(What this task involves) Using the entries that follow, transcribe only the lines from the line with "Task: locate the window" to the line with "TARGET = large white-framed window", both included, exactly as they stand and without pictures.

(Natural language region descriptions)
◆ ◆ ◆ ◆

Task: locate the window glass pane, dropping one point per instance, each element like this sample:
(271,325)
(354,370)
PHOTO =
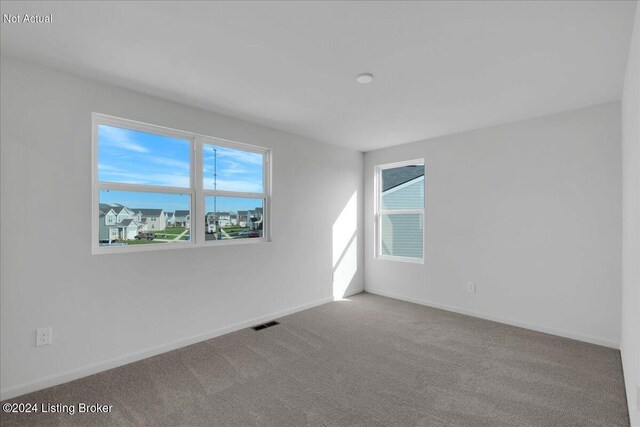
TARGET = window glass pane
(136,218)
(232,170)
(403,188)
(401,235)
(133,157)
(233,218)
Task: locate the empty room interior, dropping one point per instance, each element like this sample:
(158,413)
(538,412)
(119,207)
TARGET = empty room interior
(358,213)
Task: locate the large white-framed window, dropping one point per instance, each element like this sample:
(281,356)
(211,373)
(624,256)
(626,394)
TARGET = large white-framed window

◆ ◆ ◆ ◆

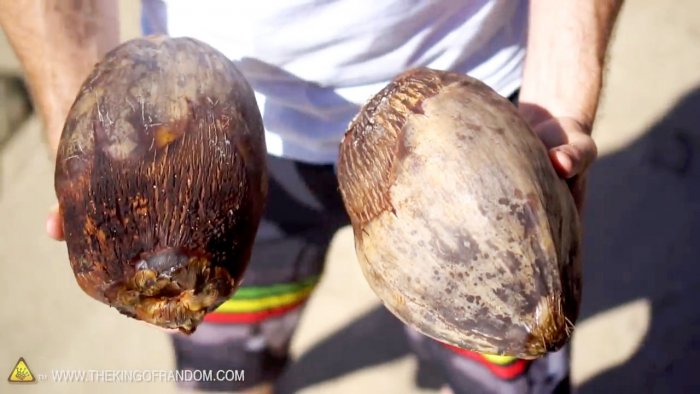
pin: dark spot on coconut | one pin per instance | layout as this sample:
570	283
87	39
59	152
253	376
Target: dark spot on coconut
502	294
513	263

◆ ◆ ◆ ◆

(Result for this task)
Task: locate the window glass pane, dropping one point per instance, each element like this sample:
(271,325)
(354,370)
PHOTO =
TARGET = window glass pane
(136,218)
(232,170)
(403,188)
(401,235)
(133,157)
(233,218)
Task: locate the empty room interior, dropping one point per instance, each element like this sample:
(158,413)
(538,412)
(119,207)
TARGET = empty room interior
(358,213)
Task: locate the large white-framed window, dropping one point per instance, each element like this sample:
(281,356)
(211,373)
(624,256)
(626,394)
TARGET = large white-framed window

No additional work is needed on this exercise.